• [PROBLEM DETAILS]: Word for word, repeat the entries, minus the pictures.

(Records excerpted from a collection)

###

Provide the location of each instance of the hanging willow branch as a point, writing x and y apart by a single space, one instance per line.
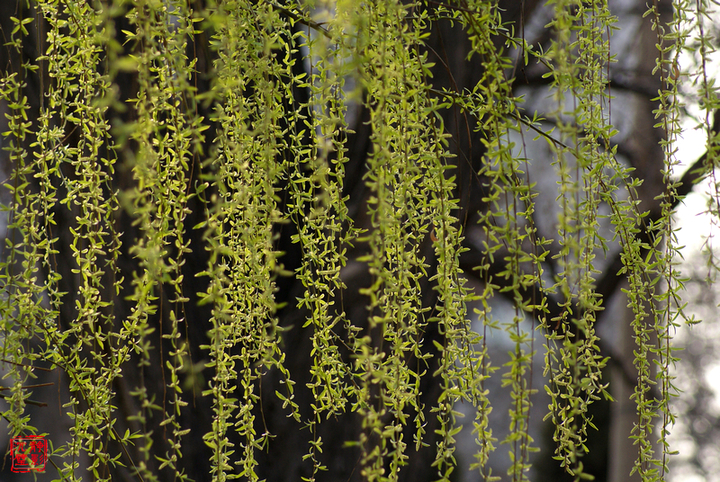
254 224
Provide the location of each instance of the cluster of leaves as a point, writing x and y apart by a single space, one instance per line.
262 134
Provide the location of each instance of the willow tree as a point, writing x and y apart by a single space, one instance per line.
247 239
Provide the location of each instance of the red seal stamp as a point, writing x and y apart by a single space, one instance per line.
28 453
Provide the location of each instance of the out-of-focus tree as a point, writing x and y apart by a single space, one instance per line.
244 239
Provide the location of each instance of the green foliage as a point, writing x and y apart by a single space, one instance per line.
268 157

###

• [WORKED SOLUTION]:
Provide the location of each instance of the hanging willow branch as a point, writing x and y apart by a single space, one instance per line.
254 224
Provide the location of each instance of the cluster of leaves as a point, writing x and y apart by a single space, one instance per line.
262 134
Provide the location of each instance of the willow tree as a point, writing x and y apart by a single space, one instance per line.
247 239
Provide the location of each instance of the red seal stamp as a point, writing x and y apart by a single space, one instance per line.
28 453
Provide the location of each instance of the out-of-focus tree as a point, writing x and y apart by a single space, one instance per line.
244 239
Provide the location of each instance of the green foliage as a point, writing x and y apart by a single space, one instance per line.
268 157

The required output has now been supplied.